Task description: Look in the data below for the line that contains "of the haze". Copy that line and the remaining lines exactly.

** Start of Records supplied **

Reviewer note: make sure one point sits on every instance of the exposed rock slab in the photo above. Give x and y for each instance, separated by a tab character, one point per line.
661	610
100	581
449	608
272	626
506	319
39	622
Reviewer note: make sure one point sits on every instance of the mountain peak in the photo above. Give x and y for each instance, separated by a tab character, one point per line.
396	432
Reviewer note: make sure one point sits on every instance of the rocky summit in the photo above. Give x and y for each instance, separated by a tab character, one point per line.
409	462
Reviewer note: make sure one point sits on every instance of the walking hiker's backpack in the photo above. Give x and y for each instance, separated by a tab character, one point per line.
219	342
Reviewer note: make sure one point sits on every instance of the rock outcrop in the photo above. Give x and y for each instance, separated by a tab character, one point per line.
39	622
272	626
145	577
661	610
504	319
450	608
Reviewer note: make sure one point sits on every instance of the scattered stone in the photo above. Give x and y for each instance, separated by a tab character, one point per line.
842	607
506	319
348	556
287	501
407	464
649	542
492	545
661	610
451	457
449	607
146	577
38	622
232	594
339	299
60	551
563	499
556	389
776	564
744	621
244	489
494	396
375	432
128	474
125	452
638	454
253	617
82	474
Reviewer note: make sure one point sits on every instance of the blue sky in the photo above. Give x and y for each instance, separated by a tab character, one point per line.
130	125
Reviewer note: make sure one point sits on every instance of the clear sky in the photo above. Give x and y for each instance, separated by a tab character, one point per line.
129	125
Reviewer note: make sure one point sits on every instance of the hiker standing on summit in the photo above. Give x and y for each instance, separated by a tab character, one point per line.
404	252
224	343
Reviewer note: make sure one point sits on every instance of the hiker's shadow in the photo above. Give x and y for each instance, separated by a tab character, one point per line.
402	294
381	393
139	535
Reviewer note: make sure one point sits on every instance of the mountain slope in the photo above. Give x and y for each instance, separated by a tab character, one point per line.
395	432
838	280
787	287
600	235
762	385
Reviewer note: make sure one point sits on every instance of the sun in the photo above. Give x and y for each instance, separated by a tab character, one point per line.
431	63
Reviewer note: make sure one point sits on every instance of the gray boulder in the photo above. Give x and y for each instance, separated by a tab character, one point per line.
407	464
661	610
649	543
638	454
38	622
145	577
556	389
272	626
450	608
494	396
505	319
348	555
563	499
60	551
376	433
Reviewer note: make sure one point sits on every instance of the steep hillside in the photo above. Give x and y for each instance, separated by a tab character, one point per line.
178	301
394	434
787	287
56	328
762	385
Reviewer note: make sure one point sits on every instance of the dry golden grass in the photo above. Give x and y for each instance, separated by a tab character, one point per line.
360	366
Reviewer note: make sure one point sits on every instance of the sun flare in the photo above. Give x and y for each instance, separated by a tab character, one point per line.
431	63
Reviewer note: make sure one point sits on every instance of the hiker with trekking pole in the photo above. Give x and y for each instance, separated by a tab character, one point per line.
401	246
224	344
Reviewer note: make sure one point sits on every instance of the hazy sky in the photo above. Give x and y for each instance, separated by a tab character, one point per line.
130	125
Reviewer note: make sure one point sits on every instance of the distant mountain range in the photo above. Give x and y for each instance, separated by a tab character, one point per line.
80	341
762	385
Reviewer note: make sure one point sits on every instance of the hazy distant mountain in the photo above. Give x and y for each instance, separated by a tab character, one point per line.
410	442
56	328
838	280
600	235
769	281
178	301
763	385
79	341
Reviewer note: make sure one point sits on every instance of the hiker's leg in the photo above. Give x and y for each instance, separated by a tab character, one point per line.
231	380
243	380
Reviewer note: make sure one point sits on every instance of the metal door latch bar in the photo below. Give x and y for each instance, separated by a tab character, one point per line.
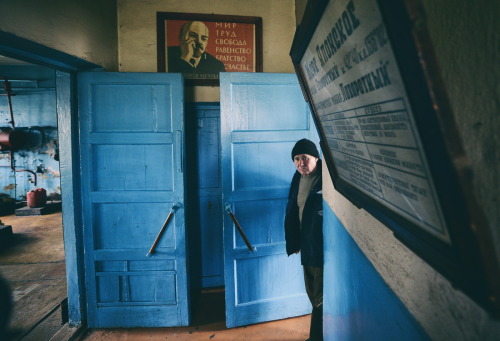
238	227
163	228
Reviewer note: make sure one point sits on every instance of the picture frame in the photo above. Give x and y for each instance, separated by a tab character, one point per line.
233	44
368	72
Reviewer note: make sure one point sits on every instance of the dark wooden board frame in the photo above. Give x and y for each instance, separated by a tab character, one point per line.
469	259
162	17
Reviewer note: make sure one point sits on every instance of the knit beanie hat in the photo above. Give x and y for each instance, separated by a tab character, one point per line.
305	146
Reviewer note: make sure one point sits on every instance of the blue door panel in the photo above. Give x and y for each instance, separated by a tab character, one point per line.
132	175
262	116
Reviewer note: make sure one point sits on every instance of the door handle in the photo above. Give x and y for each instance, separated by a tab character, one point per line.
163	228
238	227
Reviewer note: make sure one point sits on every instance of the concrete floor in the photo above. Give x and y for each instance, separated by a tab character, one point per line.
33	264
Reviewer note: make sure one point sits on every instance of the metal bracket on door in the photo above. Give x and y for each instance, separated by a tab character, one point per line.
238	227
174	208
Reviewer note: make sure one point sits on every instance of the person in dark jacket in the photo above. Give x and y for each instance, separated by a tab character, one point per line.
304	226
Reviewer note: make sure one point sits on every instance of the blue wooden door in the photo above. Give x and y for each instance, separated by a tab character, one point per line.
262	116
131	128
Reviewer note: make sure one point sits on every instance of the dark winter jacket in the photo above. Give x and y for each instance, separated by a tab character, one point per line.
308	238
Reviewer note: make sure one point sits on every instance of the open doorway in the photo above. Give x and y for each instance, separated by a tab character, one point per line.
32	256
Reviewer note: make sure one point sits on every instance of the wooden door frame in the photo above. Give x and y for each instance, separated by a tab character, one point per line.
66	67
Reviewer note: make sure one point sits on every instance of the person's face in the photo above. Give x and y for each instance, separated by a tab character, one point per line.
305	163
197	35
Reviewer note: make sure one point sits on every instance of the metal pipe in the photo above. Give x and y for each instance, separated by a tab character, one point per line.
20	170
7	89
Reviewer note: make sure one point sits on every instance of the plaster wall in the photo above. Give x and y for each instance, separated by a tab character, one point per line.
137	33
82	28
465	36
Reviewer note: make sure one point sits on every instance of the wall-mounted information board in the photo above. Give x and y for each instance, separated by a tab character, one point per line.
360	65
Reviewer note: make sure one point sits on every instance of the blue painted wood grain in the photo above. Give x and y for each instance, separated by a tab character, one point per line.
358	304
132	145
262	116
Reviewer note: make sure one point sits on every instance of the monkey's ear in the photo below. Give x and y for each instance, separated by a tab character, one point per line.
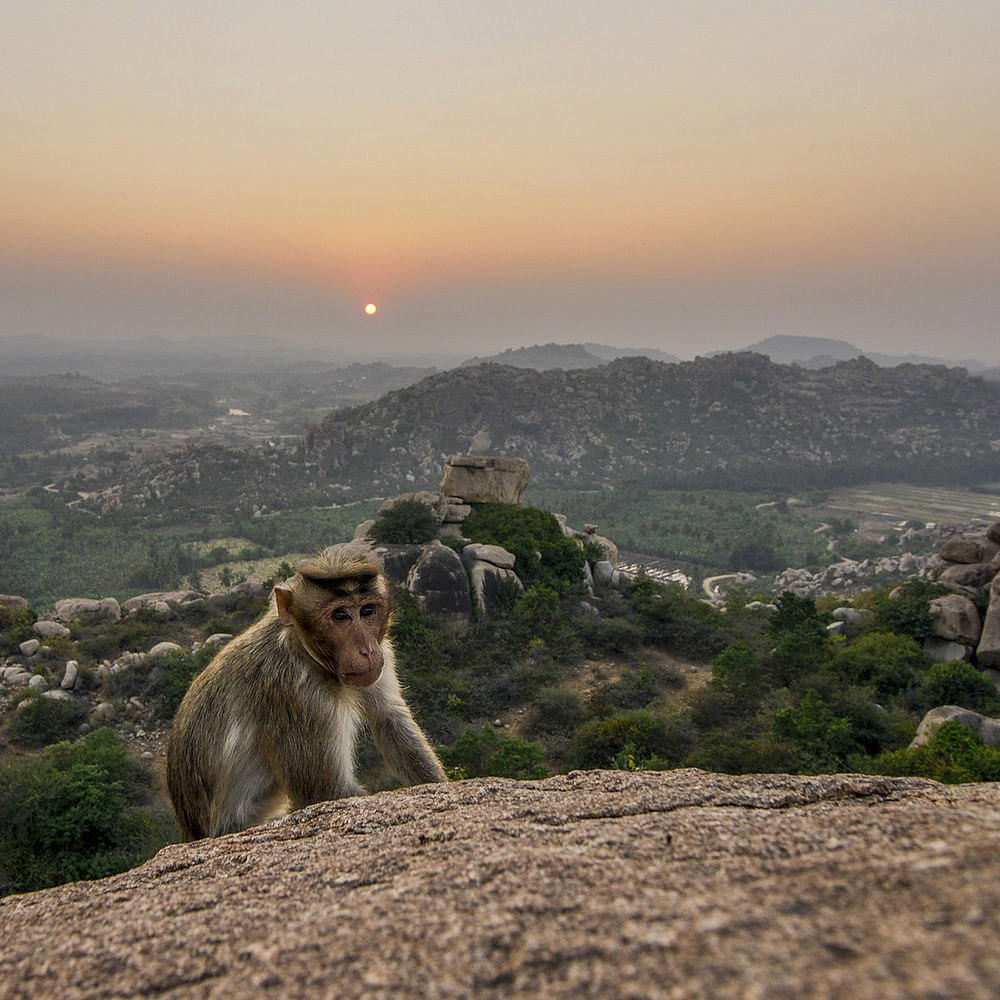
283	600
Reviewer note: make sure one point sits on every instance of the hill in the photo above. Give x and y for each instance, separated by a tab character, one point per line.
734	420
568	356
820	352
609	884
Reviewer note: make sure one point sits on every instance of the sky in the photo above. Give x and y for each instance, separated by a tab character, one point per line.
684	176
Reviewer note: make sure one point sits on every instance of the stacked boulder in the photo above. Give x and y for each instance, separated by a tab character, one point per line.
449	580
967	620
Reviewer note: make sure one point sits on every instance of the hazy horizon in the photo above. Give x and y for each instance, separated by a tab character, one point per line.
496	176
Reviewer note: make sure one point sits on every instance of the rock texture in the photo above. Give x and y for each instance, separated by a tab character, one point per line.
597	884
485	479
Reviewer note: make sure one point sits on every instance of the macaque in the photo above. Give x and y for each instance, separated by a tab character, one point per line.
270	725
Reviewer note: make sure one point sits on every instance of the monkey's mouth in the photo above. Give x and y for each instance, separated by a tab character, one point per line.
363	678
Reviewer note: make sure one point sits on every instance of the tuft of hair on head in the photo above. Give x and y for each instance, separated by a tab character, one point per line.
340	574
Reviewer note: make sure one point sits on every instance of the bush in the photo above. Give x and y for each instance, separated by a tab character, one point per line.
954	754
76	812
825	740
483	752
640	734
887	661
957	683
557	711
543	554
407	522
909	613
737	671
39	721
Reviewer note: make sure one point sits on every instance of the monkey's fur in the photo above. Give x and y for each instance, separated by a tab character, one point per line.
270	724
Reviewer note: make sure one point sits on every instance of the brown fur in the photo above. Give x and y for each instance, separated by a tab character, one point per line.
270	724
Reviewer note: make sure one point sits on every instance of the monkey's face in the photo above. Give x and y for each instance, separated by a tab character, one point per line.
347	638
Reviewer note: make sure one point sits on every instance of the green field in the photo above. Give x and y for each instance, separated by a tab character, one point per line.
899	501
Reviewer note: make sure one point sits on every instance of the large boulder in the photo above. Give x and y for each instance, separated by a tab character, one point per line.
961	550
955	618
485	479
50	630
594	884
986	728
491	572
162	597
439	582
968	579
988	650
87	610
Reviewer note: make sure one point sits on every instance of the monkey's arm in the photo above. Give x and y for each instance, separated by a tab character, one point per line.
398	737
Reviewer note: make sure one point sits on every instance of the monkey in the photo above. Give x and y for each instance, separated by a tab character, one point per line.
270	725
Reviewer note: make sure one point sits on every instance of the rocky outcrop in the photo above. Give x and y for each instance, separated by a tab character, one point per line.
485	479
87	610
987	729
597	884
976	588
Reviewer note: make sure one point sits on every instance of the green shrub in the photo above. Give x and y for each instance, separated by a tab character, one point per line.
909	613
737	671
407	522
957	683
954	754
640	734
38	721
557	711
888	662
543	554
825	740
79	811
478	753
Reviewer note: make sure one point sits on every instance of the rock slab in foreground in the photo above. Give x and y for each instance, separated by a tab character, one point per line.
598	884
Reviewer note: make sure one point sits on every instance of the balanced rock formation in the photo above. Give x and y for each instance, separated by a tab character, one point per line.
972	572
592	884
485	478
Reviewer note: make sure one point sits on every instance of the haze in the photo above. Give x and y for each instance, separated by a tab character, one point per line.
679	176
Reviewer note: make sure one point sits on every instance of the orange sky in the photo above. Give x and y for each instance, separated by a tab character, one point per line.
424	153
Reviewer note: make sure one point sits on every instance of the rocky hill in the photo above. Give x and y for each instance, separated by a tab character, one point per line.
610	884
731	420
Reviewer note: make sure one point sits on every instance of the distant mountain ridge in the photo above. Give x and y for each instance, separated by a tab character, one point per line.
542	357
821	352
730	420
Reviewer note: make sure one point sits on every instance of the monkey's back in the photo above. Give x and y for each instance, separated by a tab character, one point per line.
244	676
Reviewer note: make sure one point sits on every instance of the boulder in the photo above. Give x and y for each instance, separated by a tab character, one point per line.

** End of Records supplied **

Solution to the exercise:
Reviewer note: make sure one point sits on every instance of the haze in the photo above. Give x and y for each instance, separated by a tab character, one point per line.
679	176
Reviewer note: make sure one point sits on every instance of the orange sky in the photo above. Give x and y for each instance, separated by a tab character, one point per line.
424	153
Reviewer note: make sure one point sits on every instance of the rocky hill in the photo above. Give x and y for each instance, separated by a tab character, one point per line.
610	884
731	420
Reviewer note: make sure one point sits on every instance of the distant mountain ridge in the photo above. Give x and y for each instance, separated by a tab character, one point per line.
542	357
821	352
730	420
Reviewer note: make sure one point sits on every instance of the monkey's back in the photo above. Give x and y for each instance, separated by a tab character, one point per line.
244	676
Reviewer note: make sure one point sits on every instance of the boulder in the photo above. Give x and y for each instance, separated by a tab character, one point per line.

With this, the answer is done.